··· Recorded information

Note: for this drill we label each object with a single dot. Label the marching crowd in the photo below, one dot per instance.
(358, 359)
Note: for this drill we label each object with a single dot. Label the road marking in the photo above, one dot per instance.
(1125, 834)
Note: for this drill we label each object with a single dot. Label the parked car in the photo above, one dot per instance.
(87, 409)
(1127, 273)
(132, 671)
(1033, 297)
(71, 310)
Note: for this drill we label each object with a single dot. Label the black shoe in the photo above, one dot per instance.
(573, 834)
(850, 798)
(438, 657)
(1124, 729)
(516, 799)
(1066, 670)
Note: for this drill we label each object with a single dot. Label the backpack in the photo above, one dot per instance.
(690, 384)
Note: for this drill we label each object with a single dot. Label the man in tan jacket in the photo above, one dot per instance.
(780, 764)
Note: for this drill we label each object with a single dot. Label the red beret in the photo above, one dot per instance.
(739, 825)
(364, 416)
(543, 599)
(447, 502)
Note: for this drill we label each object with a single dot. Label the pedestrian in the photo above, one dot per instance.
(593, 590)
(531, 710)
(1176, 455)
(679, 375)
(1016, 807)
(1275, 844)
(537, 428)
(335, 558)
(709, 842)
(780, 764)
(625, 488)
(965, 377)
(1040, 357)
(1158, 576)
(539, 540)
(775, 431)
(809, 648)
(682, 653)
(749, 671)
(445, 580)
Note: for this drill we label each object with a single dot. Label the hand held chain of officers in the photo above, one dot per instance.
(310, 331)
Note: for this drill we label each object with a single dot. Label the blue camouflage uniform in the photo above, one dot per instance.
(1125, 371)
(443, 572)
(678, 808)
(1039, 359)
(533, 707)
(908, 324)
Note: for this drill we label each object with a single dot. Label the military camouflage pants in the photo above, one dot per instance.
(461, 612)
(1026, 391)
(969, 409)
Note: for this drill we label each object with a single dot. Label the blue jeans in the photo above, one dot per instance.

······

Written task => Print from the line containing "Label the black" to the last line above, exactly as written.

Result of the exercise =>
Note: for this drill we label each object with a single dot. Label the black shoe in the photo above, one dot per instance.
(573, 834)
(850, 798)
(438, 657)
(1124, 729)
(516, 799)
(1066, 670)
Note: for this drill we label each object with a single dot. Label the backpack in the photo above, one dot per instance.
(690, 384)
Note: for this drill we label each object with a single dot. Label the man in tan jacket in the photo above, one dot per instance.
(780, 764)
Note: for this drill we label each object with a single dot. Label the red beret in the photo above, one dot per instance.
(739, 825)
(364, 416)
(543, 599)
(447, 502)
Note: for this drill we label each object with a single dot. Label the pedestrian in the photo above, one dot per instance.
(593, 590)
(531, 710)
(1176, 455)
(679, 375)
(1016, 807)
(1275, 844)
(537, 428)
(335, 558)
(709, 842)
(780, 764)
(625, 488)
(965, 377)
(1040, 357)
(1158, 576)
(539, 540)
(775, 431)
(809, 648)
(682, 653)
(749, 671)
(445, 580)
Note: for this drill we label each object with a single dot. Label the hand held chain of officers in the photo above, one dot per instance.
(310, 331)
Note: for this drill we label each object with a single dot. Label the blue camouflage uniform in the photo above, one dot per instance.
(1125, 371)
(443, 572)
(678, 808)
(1039, 359)
(533, 707)
(908, 324)
Note: for this drill we label each object with a single dot. Label the military camouflage pants in the photo above, one dot per instance.
(461, 612)
(1026, 391)
(969, 409)
Note: for this drill we label each object with a single dot. Label the blue jeans in the photo above, one dot per instance.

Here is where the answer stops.